STATED PROBLEM:
Copy every one of the items below line for line, reproducing each one word for word with no changes.
-- begin RECORDS SHOWN --
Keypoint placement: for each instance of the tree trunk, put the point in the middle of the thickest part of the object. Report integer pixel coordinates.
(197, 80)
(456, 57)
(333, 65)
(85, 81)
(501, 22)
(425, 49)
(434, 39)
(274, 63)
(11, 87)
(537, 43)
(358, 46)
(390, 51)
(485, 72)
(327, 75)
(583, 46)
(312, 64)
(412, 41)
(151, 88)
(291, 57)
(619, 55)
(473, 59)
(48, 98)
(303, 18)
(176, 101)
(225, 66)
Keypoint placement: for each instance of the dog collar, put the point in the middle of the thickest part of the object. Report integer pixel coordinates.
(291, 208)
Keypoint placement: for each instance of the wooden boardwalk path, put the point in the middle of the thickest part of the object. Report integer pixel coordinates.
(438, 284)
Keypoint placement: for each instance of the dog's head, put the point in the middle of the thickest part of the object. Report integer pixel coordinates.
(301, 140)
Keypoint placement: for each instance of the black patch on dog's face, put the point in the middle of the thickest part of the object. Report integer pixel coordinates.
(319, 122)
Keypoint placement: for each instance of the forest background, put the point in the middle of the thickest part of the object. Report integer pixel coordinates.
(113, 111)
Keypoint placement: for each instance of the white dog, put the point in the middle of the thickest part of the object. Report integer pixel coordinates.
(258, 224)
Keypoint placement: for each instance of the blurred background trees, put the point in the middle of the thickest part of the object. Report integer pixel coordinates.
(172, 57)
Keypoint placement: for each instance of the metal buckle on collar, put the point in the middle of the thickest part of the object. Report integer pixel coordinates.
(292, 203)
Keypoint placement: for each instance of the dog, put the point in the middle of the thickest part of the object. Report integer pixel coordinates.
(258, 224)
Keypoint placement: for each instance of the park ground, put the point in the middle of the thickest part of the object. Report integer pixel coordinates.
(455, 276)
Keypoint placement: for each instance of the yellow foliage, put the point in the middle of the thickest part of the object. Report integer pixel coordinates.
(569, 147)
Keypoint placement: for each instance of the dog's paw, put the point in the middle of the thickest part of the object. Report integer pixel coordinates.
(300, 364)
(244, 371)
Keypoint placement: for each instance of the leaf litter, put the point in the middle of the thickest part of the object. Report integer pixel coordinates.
-- end RECORDS SHOWN --
FULL OUTPUT:
Keypoint placement: for each instance of the tree trunk, put the point in the middle of the thickest part of the object. Report integer pixel coordinates.
(197, 80)
(456, 57)
(333, 65)
(85, 81)
(501, 22)
(425, 49)
(434, 39)
(274, 63)
(11, 87)
(537, 43)
(358, 46)
(390, 51)
(485, 72)
(327, 75)
(583, 46)
(312, 64)
(412, 41)
(151, 88)
(291, 57)
(619, 55)
(473, 59)
(48, 98)
(303, 18)
(176, 101)
(225, 66)
Keypoint placement: for each instance of the dog collar, put the point in the middle of the thickest part of the object. Report integer pixel coordinates.
(291, 208)
Keypoint placement: for each instance of the wooden boardwalk path, put the point in the middle of the thickest part of the object. Report integer pixel coordinates.
(438, 284)
Keypoint placement: for each instance of the dog's head, put the point in the middle of the thickest part of the object. Report integer pixel coordinates.
(301, 140)
Keypoint placement: for each instance of the black patch on dog's face, put the point in the middle of the thickest part of the object. Report integer pixel coordinates.
(319, 122)
Keypoint placement: for each instance of the forest background, put the point in the middle of the thickest part of the object. Report integer pixel coordinates.
(113, 111)
Keypoint placement: for each instance of the white dog, put the point in the middle of the thickest part of the object. Report integer pixel coordinates.
(258, 224)
Keypoint placement: for each instance of the blurred background trees, put the point in the middle of the thickest part of the object. Report integer pixel coordinates.
(172, 57)
Keypoint placement: for each instance of the metal buckle on collar, put the point in the middle of the thickest part of the object. Report integer pixel coordinates.
(292, 203)
Keypoint placement: for each instance of the dog, put the point in the middle of the thickest part of the object. Report integer pixel coordinates.
(258, 224)
Keypoint placement: for each instance of the park ground, put the point in the middle of the thickest part of the object. Report integer pixel coordinates.
(455, 276)
Keypoint placement: for each instance of the yellow foliage, put the point in the middle of the thickest part of the object. Report integer pixel coordinates.
(569, 147)
Keypoint placement: for each instance of the dog's paw, put the point in the middle of the thickest part of the object. Report integer pixel coordinates.
(300, 364)
(244, 371)
Keypoint placement: for each instance of the leaf litter, put the point in the middle of the thickest part of the object. Report integer pixel coordinates.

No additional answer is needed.